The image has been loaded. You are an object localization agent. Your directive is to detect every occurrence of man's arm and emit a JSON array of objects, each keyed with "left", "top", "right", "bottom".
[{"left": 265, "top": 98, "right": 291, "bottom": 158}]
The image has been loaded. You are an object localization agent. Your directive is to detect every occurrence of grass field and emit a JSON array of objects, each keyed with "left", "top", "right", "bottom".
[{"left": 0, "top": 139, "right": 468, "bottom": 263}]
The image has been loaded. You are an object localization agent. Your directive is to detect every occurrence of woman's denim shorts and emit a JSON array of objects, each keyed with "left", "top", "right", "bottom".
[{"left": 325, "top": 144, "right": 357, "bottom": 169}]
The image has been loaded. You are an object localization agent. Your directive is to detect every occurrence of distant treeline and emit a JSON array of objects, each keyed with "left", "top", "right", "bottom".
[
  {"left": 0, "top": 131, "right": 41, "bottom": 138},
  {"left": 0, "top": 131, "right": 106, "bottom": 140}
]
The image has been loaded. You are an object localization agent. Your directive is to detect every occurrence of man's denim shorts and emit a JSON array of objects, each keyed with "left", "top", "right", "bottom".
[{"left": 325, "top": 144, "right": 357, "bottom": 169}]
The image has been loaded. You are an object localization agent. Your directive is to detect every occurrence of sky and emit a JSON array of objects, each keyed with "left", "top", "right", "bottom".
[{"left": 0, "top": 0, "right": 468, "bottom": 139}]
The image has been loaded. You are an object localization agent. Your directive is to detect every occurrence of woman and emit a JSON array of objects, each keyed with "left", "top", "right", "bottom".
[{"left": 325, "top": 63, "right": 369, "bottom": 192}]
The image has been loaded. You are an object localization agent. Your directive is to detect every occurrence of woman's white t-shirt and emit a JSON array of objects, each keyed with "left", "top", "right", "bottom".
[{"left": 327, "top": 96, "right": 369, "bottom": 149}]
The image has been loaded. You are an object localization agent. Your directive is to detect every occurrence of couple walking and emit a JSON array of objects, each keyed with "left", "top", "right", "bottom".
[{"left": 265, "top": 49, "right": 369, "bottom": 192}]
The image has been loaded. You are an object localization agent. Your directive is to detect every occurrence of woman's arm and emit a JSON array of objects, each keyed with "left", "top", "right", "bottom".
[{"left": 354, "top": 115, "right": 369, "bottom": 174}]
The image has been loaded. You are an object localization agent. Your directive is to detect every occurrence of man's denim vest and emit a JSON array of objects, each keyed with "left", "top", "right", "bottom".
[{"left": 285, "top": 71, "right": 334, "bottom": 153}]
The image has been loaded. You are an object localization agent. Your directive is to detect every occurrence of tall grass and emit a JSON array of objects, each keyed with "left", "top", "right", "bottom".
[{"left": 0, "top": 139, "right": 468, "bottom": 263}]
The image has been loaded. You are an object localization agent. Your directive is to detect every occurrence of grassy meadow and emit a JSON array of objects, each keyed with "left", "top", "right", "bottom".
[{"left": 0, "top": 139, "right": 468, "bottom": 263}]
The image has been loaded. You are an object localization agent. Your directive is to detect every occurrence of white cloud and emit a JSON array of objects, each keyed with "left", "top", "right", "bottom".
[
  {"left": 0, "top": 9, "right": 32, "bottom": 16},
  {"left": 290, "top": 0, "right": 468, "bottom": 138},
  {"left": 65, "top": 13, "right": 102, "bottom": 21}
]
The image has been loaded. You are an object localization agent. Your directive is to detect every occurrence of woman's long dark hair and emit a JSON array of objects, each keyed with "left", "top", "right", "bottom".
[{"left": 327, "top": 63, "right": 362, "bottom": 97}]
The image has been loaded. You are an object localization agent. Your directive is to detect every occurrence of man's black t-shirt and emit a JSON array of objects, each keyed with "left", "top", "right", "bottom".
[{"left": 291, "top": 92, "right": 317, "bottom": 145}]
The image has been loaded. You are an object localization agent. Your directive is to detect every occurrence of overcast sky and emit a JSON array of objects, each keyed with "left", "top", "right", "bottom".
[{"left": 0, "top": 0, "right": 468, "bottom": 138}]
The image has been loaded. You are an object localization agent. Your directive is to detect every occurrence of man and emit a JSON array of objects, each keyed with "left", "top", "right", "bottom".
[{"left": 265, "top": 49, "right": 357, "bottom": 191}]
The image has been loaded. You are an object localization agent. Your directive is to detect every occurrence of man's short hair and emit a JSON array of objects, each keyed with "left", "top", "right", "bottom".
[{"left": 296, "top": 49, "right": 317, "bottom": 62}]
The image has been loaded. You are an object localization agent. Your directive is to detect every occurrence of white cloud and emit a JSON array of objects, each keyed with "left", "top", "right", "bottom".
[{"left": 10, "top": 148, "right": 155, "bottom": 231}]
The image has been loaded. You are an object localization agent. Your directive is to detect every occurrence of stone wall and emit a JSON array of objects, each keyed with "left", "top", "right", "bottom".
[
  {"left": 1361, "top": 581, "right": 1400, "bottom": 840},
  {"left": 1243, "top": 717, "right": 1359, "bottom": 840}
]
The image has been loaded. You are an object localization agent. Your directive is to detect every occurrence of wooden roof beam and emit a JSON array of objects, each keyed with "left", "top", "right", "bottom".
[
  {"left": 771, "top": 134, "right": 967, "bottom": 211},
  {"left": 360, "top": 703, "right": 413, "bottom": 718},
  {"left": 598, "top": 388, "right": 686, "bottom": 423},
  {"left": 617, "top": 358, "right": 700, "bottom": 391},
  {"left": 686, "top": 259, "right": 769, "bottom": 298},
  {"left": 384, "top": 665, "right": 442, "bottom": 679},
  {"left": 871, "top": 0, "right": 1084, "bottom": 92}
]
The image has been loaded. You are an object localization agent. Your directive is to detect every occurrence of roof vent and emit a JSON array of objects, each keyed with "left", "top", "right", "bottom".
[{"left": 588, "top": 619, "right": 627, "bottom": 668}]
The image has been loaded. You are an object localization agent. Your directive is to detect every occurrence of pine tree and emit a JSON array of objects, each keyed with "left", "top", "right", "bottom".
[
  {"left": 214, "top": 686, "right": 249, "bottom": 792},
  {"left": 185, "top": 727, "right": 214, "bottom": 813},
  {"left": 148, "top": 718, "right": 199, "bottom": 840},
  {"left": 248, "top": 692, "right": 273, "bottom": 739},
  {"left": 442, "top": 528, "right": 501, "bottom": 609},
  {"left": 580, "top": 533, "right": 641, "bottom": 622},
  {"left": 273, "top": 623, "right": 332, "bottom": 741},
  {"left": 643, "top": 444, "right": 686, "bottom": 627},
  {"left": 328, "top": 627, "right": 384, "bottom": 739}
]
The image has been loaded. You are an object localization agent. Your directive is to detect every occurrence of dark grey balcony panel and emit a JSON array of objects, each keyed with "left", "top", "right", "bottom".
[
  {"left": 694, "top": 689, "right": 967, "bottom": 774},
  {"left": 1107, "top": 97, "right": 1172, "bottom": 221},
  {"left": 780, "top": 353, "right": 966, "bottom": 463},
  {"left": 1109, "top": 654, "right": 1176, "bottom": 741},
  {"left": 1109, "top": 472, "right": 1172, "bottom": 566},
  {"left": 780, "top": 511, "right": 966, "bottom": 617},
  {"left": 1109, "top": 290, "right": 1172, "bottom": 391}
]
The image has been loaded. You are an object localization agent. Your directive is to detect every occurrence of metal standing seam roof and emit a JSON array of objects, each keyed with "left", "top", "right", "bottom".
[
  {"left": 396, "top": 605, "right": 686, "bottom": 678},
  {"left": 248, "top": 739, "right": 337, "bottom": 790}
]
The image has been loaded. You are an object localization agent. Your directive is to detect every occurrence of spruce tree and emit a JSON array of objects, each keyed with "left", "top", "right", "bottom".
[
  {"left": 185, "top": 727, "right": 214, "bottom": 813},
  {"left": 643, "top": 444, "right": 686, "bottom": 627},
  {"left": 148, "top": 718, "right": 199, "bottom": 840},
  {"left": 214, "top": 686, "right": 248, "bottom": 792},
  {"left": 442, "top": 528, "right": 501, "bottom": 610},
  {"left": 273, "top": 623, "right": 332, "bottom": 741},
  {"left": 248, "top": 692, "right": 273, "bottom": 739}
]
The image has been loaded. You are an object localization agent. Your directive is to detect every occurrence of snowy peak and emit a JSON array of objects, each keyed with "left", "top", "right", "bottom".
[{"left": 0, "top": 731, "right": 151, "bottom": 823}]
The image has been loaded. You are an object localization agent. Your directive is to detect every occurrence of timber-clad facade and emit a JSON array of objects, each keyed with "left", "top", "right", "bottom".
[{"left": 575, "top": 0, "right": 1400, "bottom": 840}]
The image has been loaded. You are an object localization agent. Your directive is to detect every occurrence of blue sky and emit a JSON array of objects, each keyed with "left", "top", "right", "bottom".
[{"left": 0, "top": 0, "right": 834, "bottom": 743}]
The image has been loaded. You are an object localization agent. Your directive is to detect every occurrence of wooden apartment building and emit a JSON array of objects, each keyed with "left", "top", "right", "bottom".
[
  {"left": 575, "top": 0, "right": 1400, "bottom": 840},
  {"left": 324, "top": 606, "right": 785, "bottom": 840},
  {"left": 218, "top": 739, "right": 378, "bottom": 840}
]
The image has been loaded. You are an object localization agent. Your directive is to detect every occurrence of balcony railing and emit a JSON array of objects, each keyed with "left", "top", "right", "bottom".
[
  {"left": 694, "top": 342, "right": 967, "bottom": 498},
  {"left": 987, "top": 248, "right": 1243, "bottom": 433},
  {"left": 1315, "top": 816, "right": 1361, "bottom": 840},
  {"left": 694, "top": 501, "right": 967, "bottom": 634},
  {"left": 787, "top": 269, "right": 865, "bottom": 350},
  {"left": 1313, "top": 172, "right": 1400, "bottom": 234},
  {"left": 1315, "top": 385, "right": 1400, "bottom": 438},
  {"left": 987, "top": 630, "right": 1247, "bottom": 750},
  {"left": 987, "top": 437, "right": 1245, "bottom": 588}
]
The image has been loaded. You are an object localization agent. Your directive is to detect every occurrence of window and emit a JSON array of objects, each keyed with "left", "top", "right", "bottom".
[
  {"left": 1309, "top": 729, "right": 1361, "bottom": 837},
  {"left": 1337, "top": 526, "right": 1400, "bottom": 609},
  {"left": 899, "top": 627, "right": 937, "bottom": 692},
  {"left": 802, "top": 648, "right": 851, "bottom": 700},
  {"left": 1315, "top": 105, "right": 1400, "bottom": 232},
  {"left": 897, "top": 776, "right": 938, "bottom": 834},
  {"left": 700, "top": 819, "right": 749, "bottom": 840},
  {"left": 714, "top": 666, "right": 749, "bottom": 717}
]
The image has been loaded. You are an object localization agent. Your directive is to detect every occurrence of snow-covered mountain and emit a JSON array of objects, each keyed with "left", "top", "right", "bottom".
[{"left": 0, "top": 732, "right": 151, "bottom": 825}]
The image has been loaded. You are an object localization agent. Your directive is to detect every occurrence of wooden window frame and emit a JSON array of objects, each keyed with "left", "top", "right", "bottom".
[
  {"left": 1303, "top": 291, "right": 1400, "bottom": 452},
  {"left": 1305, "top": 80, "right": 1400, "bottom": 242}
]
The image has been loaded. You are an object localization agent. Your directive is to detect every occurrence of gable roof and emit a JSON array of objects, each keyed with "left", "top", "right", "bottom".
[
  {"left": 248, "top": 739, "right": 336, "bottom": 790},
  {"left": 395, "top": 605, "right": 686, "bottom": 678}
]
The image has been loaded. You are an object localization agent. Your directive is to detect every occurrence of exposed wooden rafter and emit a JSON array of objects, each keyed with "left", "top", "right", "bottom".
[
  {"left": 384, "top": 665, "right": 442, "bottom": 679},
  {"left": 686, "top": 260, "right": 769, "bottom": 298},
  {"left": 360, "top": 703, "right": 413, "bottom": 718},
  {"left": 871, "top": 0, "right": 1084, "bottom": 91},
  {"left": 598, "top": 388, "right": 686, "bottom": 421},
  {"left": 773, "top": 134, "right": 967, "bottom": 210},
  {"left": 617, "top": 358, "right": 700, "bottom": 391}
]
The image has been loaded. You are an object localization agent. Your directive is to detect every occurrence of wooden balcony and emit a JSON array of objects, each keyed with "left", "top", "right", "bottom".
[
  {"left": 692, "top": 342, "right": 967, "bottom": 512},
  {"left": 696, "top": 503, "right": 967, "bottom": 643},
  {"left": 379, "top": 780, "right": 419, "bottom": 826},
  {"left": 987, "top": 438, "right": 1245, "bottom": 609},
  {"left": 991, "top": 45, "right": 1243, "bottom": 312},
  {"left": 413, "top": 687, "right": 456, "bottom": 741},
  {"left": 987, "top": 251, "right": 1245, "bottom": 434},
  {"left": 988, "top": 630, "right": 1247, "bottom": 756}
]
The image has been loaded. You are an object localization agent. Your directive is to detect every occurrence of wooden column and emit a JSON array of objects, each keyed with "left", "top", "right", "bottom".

------------------------------------------------------------

**WORK REQUIRED:**
Collect each line from the entries above that contains the string "woman", matching case exactly.

**WRITTEN RESPONSE:**
The image has been loaded. You are an object localization agent. Your directive is to detect every occurrence of woman's denim shorts and emit a JSON array of objects, each keyed with "left", "top", "right", "bottom".
The image has been loaded. You are an object localization agent. Your directive is to detect every occurrence of woman and emit a JSON array of objects, each keyed with "left", "top", "right", "bottom".
The image has been loaded. You are an object localization agent. Your directive is to detect every occurrence of woman's white t-shirt and emit a JSON array of objects, each keyed with "left", "top", "right", "bottom".
The image has been loaded. You are an object localization agent. Your directive is to detect every occurrence of woman's arm and emit a JSON array of objects, each keyed with "left", "top", "right", "bottom".
The image has been loaded. You are an object localization agent. Your directive is to detect every occurrence of woman's long dark hair and emit a JSON array of objects, each keyed with "left", "top", "right", "bottom".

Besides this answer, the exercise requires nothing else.